= Given task 1 =
Return the passage on Sunday trading word for word.

= Given passage =
'''
An expansion of that schedule – which would require an order of Cabinet rather than an amendment to the legislation – is the most likely route for government to liberalize the regulations.
“We are asking a series of questions to help us build the appropriate policy. We want feedback from consumers – what level of commerce would they like to see on Sundays? We want to hear, of course, from businesses and from the Chamber [of Commerce], but also from employees that may be concerned about being asked to work seven-days-a-week,” Minister Panton said.
Issues include: what type of businesses should be allowed to open Sundays, whether there should be restricted hours, and what protections may be required for employees.
Mr. Panton first announced the intention to hold a public consultation on the Sunday trading issue in his budget speech in May.
Formal consultation papers were published Friday and are available through the government’s website. A series of public meetings is planned for later in the year.
'''
= The input =
'''
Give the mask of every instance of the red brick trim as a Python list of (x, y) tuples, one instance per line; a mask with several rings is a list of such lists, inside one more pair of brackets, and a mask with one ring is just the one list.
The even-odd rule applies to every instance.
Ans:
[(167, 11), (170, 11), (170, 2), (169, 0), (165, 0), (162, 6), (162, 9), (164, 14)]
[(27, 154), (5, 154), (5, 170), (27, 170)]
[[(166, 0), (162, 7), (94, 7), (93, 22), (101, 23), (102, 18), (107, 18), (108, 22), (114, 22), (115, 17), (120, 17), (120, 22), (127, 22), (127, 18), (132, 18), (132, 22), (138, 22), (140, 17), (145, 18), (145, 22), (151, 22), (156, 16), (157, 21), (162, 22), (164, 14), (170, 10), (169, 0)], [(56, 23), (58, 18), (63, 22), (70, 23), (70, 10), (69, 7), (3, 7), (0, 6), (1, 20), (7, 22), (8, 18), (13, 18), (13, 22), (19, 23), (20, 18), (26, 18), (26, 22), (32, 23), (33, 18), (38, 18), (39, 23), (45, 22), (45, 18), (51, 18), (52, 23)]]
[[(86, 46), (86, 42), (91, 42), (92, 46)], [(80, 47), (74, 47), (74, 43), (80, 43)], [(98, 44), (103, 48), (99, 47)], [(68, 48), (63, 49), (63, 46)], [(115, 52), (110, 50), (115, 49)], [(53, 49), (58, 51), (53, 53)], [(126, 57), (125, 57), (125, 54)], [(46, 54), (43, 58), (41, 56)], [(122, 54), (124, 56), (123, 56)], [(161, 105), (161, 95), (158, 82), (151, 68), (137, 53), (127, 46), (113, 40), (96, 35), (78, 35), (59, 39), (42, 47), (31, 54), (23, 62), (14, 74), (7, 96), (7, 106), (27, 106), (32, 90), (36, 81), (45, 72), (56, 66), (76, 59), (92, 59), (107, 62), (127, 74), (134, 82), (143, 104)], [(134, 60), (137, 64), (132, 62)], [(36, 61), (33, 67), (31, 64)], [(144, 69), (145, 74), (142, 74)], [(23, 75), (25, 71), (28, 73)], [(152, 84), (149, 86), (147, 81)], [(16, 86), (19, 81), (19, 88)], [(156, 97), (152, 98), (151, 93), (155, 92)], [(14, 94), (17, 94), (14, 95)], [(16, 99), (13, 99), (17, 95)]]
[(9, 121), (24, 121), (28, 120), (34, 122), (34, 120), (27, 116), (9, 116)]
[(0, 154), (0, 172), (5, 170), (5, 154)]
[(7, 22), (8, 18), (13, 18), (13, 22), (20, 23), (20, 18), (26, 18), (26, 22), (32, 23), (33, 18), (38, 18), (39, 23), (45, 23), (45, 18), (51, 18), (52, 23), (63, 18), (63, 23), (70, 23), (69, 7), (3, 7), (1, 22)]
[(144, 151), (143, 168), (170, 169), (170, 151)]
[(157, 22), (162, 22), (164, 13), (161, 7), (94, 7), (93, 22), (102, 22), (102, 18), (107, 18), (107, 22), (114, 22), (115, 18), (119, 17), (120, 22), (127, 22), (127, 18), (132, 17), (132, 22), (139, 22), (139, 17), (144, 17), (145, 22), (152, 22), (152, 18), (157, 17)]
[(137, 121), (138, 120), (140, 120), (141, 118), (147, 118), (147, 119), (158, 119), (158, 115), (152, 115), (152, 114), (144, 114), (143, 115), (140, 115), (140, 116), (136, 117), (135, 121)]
'''
= Given task 2 =
Retype the records from their very first line through the line that contains "18), (52, 23)]]", including both ends, without changing anything.

= Exercise solution 1 =
An expansion of that schedule – which would require an order of Cabinet rather than an amendment to the legislation – is the most likely route for government to liberalize the regulations.
“We are asking a series of questions to help us build the appropriate policy. We want feedback from consumers – what level of commerce would they like to see on Sundays? We want to hear, of course, from businesses and from the Chamber [of Commerce], but also from employees that may be concerned about being asked to work seven-days-a-week,” Minister Panton said.
Issues include: what type of businesses should be allowed to open Sundays, whether there should be restricted hours, and what protections may be required for employees.
Mr. Panton first announced the intention to hold a public consultation on the Sunday trading issue in his budget speech in May.
Formal consultation papers were published Friday and are available through the government’s website. A series of public meetings is planned for later in the year.

= Exercise solution 2 =
Give the mask of every instance of the red brick trim as a Python list of (x, y) tuples, one instance per line; a mask with several rings is a list of such lists, inside one more pair of brackets, and a mask with one ring is just the one list.
The even-odd rule applies to every instance.
Ans:
[(167, 11), (170, 11), (170, 2), (169, 0), (165, 0), (162, 6), (162, 9), (164, 14)]
[(27, 154), (5, 154), (5, 170), (27, 170)]
[[(166, 0), (162, 7), (94, 7), (93, 22), (101, 23), (102, 18), (107, 18), (108, 22), (114, 22), (115, 17), (120, 17), (120, 22), (127, 22), (127, 18), (132, 18), (132, 22), (138, 22), (140, 17), (145, 18), (145, 22), (151, 22), (156, 16), (157, 21), (162, 22), (164, 14), (170, 10), (169, 0)], [(56, 23), (58, 18), (63, 22), (70, 23), (70, 10), (69, 7), (3, 7), (0, 6), (1, 20), (7, 22), (8, 18), (13, 18), (13, 22), (19, 23), (20, 18), (26, 18), (26, 22), (32, 23), (33, 18), (38, 18), (39, 23), (45, 22), (45, 18), (51, 18), (52, 23)]]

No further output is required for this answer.